--- 検討対象の文章 ---
序 文
循環器疾患における集中治療は当初Coronary Care Unitとして開設された.すなわち急性心筋梗塞症や狭心症などの虚血性心疾患を対象として集中治療を行う部門として発展してきた.国立循環器病研究センターでは1977年に開設され40年近くの歴史を有する.その間 急性心筋梗塞症に対しては冠動脈インターベンションによる再灌流療法が主流となり,院内死亡率は開設当時の20%から近年では数%へと劇的に減少した.さらに3つの大きな流れが近年顕著である.第一に,治療にスピードが求められるようになり,その活動は“院外へ”とひろがってきている.第二に,虚血性心疾患に限らず,心不全,動脈瘤などの血管疾患,重症不整脈など対象疾患が多様化し,Cardiovascular Care Unitへと変化してきた.第三に,重篤な症例に対しては特に,医師(内科・外科・放射線科),看護師,臨床工学技士など多職種による集学的治療(チーム医療)が重要な位置を占めるようになった.本書では,これらの変化にも対応した内容とした.
一方 時代を超えて普遍的なもの それは疾患に対する知識と理解(理論)である.本書では,必要な情報をコンパクトにまとめると共に,実践的なポイントについてもサイドメモやピットフォールとして解説を加え,理解の助けとなるように配慮した.
最後に本書が成るにあたり大勢の執筆者にご協力をいただいた.日常の診療で忙しいなか,依頼を引き受けていただいた各位に,この場を借りてお礼を申し上げたい.
--- データ抜粋 ---
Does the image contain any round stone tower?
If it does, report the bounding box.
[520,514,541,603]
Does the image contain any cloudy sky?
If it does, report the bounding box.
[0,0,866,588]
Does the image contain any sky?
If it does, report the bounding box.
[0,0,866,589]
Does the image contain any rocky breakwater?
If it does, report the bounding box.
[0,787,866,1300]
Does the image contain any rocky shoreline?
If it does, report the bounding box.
---
課題のねらい:
序文について、次の問いに答えてください。
(a) 国立循環器病研究センターで循環器の集中治療部門が開設されたのは何年ですか？
(b) 急性心筋梗塞症の院内死亡率は、開設当時は何%でしたか？
(c) 本書では、実践的なポイントをどのような形で解説していますか？

解答:
(a) 1977年
(b) 20%
(c) サイドメモやピットフォール